▶ WHAT THE TASK REQUIRES: Repeat the data below exactly, with every entry included.

▶ PROVIDED RECORDS:

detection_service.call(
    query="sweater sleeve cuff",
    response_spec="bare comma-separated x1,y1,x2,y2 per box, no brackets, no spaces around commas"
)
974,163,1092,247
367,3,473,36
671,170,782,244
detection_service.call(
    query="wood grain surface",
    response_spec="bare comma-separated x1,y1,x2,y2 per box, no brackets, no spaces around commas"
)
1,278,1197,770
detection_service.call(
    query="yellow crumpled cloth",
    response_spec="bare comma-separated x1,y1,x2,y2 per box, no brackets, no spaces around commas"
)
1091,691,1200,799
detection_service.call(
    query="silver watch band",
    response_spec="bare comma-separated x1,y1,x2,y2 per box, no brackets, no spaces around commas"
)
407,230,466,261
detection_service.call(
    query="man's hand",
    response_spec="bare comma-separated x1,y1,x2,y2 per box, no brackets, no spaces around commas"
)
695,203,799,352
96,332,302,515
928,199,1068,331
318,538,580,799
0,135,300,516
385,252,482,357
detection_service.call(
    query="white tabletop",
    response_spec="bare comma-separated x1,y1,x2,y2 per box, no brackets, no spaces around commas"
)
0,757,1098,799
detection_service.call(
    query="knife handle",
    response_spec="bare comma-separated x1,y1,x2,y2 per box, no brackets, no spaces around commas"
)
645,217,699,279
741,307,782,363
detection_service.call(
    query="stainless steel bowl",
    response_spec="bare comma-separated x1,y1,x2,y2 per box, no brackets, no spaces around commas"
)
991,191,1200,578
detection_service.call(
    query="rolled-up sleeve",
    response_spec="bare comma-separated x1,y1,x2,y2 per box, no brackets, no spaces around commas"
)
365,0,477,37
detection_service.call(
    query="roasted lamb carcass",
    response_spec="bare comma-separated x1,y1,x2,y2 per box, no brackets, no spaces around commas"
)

▶ RESULT OF THIS TASK:
detection_service.call(
    query="sweater sleeve cuff",
    response_spec="bare comma-separated x1,y1,x2,y2 per box, no brackets, no spaces around commas"
)
974,163,1092,247
367,3,473,36
671,170,782,244
detection_service.call(
    query="wood grain surface",
    response_spec="bare comma-separated x1,y1,x2,y2 per box, no brackets, no spaces around commas"
)
1,278,1197,770
detection_service.call(
    query="yellow crumpled cloth",
    response_spec="bare comma-separated x1,y1,x2,y2 per box, no brackets, no spaces around commas"
)
1091,691,1200,799
detection_service.call(
    query="silver watch band",
    response_spec="bare comma-separated x1,y1,x2,y2 per box, no brackets, no spaces around commas"
)
407,230,466,261
detection_service.call(
    query="man's hand",
    response_spec="bare comma-separated x1,y1,x2,y2 per box, no brackets, no spaces around commas"
)
695,203,799,352
96,332,302,515
928,199,1068,331
318,538,580,799
0,135,300,516
385,252,482,357
detection_service.call(
    query="white tabletop",
    response_spec="bare comma-separated x1,y1,x2,y2 per box, no brackets, no spaces around commas"
)
0,757,1098,799
detection_service.call(
    query="knife handle",
    response_spec="bare comma-separated x1,y1,x2,y2 per box, no brackets, no spaces around commas"
)
645,217,699,279
741,307,782,363
detection_service.call(
    query="stainless steel bowl",
    response_spec="bare comma-separated x1,y1,x2,y2 per box, no brackets, no spaces around commas"
)
991,191,1200,578
detection_service.call(
    query="rolled-up sleeve",
    response_spec="bare comma-separated x1,y1,x2,y2 per box, no brackets, no spaces around commas"
)
365,0,477,37
detection_service.call(
    query="roasted lamb carcass",
    response_spec="bare comma-separated x1,y1,x2,y2 per box, no brackets, no spaces around commas"
)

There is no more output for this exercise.